Problem description
Set down exactly the lines below, starting at the one that contains "Target: white foam on wave" and ending at the one that contains "In the photo above, where can the rectangular", with both of those lines included and nothing else.

Data for the task
==============================

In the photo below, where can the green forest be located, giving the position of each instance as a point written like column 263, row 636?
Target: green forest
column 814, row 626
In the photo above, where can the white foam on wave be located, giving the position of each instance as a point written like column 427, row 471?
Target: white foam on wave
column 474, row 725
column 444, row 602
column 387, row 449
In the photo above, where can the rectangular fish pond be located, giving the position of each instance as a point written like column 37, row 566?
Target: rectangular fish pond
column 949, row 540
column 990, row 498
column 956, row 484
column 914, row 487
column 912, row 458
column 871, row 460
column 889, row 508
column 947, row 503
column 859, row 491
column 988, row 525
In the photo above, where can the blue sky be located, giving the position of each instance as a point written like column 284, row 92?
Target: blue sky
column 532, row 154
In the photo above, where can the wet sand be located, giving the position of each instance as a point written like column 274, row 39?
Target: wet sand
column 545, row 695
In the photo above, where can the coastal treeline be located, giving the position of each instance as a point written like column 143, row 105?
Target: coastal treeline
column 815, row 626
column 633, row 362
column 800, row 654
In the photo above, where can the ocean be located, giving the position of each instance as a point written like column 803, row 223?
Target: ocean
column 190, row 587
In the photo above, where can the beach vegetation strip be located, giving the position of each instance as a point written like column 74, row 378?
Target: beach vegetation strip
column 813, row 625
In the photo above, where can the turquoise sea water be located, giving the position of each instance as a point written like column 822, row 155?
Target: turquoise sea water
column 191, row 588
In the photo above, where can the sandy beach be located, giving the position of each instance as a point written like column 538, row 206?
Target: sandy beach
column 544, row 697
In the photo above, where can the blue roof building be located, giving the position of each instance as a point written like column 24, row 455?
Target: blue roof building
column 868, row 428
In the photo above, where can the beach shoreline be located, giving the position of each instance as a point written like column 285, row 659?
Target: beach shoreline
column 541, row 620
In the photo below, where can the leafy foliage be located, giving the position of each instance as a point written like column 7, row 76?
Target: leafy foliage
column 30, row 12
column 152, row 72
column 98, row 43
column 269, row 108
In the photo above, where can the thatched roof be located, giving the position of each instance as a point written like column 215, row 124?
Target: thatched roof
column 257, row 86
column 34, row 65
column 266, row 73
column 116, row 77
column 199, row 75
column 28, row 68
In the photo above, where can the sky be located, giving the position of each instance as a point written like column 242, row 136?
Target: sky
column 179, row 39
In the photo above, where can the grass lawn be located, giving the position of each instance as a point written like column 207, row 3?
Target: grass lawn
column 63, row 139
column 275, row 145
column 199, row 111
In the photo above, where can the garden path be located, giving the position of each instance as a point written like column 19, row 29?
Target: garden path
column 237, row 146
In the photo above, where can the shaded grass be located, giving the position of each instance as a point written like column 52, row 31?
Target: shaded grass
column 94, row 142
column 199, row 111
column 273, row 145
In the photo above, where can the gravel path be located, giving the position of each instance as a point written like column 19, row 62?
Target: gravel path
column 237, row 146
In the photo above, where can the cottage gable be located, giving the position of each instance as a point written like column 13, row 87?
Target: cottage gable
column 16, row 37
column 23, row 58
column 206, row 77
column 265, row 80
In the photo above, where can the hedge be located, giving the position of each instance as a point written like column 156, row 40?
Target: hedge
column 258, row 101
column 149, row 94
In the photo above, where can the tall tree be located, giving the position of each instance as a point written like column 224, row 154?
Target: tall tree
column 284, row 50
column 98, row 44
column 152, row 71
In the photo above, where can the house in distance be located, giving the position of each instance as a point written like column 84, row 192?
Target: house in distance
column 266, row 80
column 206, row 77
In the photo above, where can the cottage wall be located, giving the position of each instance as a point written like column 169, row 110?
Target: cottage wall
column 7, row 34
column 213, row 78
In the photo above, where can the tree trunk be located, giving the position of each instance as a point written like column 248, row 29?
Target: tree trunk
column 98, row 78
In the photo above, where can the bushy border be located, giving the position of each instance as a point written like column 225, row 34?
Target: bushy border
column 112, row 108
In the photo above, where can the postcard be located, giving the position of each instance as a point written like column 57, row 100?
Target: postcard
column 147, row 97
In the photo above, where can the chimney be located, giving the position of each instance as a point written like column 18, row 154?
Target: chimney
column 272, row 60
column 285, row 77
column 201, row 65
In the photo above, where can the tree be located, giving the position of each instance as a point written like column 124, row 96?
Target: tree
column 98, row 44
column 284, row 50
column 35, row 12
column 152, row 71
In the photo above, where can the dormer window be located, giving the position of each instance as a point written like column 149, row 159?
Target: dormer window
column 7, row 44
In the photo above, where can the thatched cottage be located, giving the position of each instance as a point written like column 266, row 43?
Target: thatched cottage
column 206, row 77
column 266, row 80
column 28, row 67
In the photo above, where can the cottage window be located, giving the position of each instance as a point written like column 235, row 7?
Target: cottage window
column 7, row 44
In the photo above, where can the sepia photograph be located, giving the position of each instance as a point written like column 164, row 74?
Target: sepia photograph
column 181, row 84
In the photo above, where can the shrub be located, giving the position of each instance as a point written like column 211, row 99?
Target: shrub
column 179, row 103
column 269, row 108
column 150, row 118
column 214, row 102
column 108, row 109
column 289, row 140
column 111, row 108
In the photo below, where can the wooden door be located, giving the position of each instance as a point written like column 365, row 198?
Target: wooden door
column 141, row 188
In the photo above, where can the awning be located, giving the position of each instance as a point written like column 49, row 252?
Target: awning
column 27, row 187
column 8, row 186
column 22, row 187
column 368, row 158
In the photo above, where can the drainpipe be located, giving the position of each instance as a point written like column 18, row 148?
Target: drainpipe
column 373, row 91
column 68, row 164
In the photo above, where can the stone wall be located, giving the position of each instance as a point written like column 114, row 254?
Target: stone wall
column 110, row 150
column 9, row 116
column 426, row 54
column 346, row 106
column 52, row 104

==============================

Answer space
Target: white foam on wave
column 474, row 725
column 444, row 602
column 387, row 449
In the photo above, where can the rectangular fish pond be located, giving the position of each instance as a point written like column 37, row 566?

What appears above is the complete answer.